Image-grounded pointing data
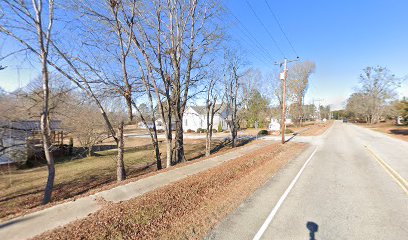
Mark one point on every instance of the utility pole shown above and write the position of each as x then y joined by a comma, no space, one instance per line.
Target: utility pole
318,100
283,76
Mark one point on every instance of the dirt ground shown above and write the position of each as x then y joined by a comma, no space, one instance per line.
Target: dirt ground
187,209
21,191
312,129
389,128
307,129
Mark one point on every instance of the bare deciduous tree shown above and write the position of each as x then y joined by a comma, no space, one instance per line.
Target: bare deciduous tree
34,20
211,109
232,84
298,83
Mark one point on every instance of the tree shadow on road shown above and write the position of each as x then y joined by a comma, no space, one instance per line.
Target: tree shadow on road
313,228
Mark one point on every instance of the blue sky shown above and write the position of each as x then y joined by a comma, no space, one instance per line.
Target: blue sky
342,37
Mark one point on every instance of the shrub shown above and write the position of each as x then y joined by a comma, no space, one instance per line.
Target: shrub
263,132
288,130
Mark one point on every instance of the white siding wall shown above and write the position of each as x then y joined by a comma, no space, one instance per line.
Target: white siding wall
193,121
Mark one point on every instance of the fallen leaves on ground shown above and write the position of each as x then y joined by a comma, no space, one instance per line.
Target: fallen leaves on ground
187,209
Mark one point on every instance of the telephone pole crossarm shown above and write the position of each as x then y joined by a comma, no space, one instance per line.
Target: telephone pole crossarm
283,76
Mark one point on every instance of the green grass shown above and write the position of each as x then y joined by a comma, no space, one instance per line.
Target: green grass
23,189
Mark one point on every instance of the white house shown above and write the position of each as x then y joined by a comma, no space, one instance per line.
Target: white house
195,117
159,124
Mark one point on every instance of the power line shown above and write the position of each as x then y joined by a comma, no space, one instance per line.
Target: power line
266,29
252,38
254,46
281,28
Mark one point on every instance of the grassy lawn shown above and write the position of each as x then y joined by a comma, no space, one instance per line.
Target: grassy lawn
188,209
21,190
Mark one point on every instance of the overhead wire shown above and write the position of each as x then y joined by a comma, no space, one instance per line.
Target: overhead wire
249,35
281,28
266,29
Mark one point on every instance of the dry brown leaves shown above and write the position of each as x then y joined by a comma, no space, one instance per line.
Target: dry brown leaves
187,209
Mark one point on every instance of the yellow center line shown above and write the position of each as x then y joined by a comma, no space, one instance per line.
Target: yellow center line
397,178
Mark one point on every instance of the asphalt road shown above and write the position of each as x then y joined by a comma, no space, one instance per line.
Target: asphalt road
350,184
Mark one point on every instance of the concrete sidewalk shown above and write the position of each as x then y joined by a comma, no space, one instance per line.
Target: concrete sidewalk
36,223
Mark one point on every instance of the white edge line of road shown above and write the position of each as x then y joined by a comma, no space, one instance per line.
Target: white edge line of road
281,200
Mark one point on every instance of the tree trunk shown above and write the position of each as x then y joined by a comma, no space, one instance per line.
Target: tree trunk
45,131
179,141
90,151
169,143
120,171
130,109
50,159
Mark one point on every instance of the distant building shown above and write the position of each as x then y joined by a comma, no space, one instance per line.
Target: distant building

◆ **The problem**:
Find the string "building" in the lines above and count those lines. Give only that count.

◆ **Task answer**:
2